Segment Start: DATASET

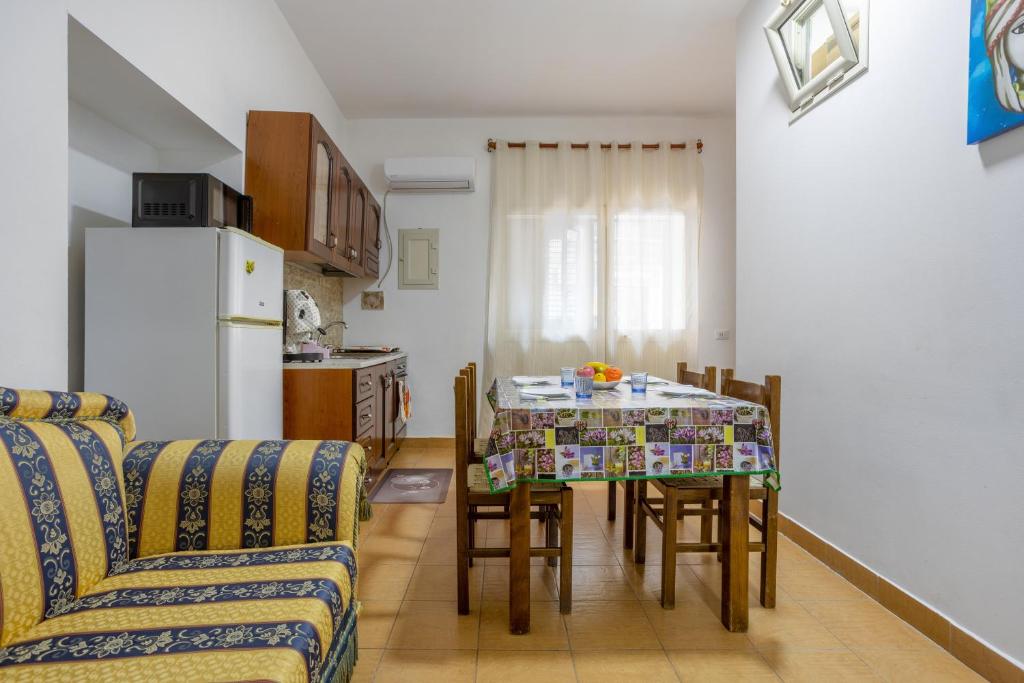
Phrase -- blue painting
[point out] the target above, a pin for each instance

Segment End: DATASET
Segment Start: DATASET

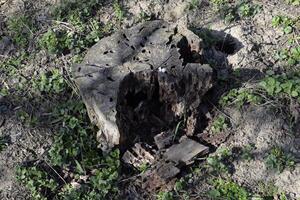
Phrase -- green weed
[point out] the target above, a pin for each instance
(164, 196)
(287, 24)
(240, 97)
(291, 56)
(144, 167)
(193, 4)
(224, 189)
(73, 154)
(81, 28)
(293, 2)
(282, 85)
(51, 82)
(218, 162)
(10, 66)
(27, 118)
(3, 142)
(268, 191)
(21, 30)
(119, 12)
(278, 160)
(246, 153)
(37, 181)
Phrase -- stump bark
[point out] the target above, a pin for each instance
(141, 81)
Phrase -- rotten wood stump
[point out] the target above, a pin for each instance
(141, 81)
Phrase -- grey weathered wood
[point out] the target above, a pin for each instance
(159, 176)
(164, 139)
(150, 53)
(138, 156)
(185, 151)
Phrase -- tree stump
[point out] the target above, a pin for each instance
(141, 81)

Segment End: DATASET
Segment Start: DATASET

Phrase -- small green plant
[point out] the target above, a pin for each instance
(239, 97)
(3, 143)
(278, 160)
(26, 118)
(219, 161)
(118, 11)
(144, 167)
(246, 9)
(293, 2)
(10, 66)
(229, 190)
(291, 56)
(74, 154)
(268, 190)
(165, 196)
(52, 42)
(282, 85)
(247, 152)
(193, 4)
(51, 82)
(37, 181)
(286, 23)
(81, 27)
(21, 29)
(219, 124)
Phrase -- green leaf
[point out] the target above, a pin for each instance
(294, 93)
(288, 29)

Segment End: DATASET

→ **PROBLEM TO SOLVE**: Every line containing the string "green" is required; copy each such line from the data.

→ **RESULT OF THE TASK**:
Phrase -- green weed
Phrase -- small green plant
Phrase -- green leaf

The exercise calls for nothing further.